* TEXT UNDER STUDY:
Mystery – Peter Straub

Peter Straub Mystery

Part of the pleasure of books is the hunt. Or maybe ‘the find’ would be a more apt description. Searching for the books that you want is satisfying. But finding something that you didn’t know that you wanted is a joy. It’s why bibliophiles haunt charity shops, bookfairs and seek out the few remaining bookshops.

We could buy exactly what we wanted online. But where’s the fun in that?

So I recently found myself in Spain, on holiday with the family. I’d taken my kindle and had a bit of an idea of what I’d be reading that week. Then we spotted a little newsagent in the resort that had a couple of shelves of English language books. Presumably they were just the titles donated by departing tourists.

There was probably less than 50 books, so it was a pleasant surprise to find HP Lovecraft, Clark Ashton Smith and Willian Hope Hodgson there. And that was just the weird tales. There were also newer writers like Stephen King and Dean Koontz. The problem, if you can call it that, was that I’d pretty much read it all. In the case of Lovecraft and Hope Hodgson, often more than once. But I looked at every single spine.

What I found was a couple of Peter Straub titles. I’d previously read a collaboration of his with King and also his award winning ghost story, called er…Ghost Story. They’d both been very good. Slow, complex and ambitious. Certainly an author I’d like to explore further. So I picked up a book called Mystery.

(Data extracted from a collection)

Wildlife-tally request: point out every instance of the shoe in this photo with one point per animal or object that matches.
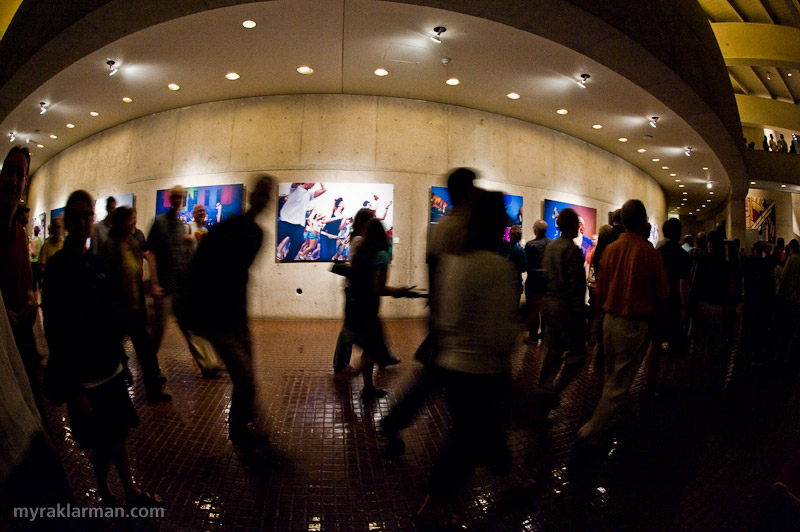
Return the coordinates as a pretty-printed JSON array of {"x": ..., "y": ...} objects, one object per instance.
[
  {"x": 373, "y": 393},
  {"x": 389, "y": 362},
  {"x": 158, "y": 397}
]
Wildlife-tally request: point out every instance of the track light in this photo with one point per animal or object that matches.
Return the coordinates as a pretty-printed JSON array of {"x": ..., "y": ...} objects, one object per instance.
[{"x": 438, "y": 37}]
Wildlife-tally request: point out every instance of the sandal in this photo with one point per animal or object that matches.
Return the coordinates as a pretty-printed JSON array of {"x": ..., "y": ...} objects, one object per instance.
[
  {"x": 147, "y": 500},
  {"x": 445, "y": 521}
]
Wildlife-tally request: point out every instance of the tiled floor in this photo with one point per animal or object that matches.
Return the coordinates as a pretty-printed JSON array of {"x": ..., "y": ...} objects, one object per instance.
[{"x": 685, "y": 463}]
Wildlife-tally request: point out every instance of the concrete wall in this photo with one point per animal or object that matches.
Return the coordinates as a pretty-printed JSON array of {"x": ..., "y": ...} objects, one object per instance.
[{"x": 341, "y": 138}]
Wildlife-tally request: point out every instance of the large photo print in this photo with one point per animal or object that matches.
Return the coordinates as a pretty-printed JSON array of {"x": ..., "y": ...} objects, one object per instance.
[{"x": 315, "y": 219}]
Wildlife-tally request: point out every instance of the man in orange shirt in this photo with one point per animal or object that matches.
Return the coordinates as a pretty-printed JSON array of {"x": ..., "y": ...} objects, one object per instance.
[{"x": 633, "y": 292}]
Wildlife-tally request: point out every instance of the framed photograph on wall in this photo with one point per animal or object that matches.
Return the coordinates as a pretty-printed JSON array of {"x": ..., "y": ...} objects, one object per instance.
[
  {"x": 221, "y": 202},
  {"x": 315, "y": 219},
  {"x": 587, "y": 217}
]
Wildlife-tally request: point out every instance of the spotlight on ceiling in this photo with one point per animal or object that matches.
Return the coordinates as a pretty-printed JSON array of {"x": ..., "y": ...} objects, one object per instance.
[{"x": 438, "y": 37}]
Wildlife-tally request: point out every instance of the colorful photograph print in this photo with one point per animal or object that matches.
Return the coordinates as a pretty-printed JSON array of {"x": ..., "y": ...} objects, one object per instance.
[
  {"x": 315, "y": 219},
  {"x": 760, "y": 216},
  {"x": 587, "y": 235},
  {"x": 440, "y": 206},
  {"x": 221, "y": 202}
]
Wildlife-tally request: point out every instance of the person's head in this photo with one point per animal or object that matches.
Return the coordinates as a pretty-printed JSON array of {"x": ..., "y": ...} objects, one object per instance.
[
  {"x": 568, "y": 223},
  {"x": 487, "y": 221},
  {"x": 261, "y": 193},
  {"x": 360, "y": 221},
  {"x": 634, "y": 216},
  {"x": 672, "y": 229},
  {"x": 14, "y": 177},
  {"x": 21, "y": 215},
  {"x": 374, "y": 238},
  {"x": 78, "y": 217},
  {"x": 176, "y": 195},
  {"x": 123, "y": 222},
  {"x": 461, "y": 186},
  {"x": 111, "y": 206},
  {"x": 199, "y": 214},
  {"x": 539, "y": 228}
]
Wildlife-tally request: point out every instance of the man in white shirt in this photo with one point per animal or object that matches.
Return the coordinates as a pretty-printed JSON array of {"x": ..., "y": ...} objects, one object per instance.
[{"x": 292, "y": 217}]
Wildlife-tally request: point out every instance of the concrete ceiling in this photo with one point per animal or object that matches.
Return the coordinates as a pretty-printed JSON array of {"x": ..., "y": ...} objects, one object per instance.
[{"x": 344, "y": 41}]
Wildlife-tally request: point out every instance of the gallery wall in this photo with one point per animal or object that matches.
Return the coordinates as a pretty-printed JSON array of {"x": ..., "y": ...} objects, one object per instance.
[{"x": 341, "y": 138}]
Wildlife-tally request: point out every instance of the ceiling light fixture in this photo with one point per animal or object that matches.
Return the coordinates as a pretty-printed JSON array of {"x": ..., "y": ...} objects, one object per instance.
[{"x": 438, "y": 37}]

* REQUIRED WORK:
**A.** Answer these questions about the text on finding Peter Straub's Mystery:
(i) In which country was the family holiday?
(ii) What is the title of the award winning ghost story by Peter Straub that had been read before?
(iii) What is the title of the book that was picked up at the end?
**B.** Rewrite the part of the text on finding Peter Straub's Mystery that opens with the words containing "Mystery – Peter" and closes with "few remaining bookshops.", substituting "book lovers" for "bibliophiles".

* PROBLEM SOLUTIONS:
**A.**
(i) Spain
(ii) Ghost Story
(iii) Mystery

**B.**
Mystery – Peter Straub

Peter Straub Mystery

Part of the pleasure of books is the hunt. Or maybe ‘the find’ would be a more apt description. Searching for the books that you want is satisfying. But finding something that you didn’t know that you wanted is a joy. It’s why book lovers haunt charity shops, bookfairs and seek out the few remaining bookshops.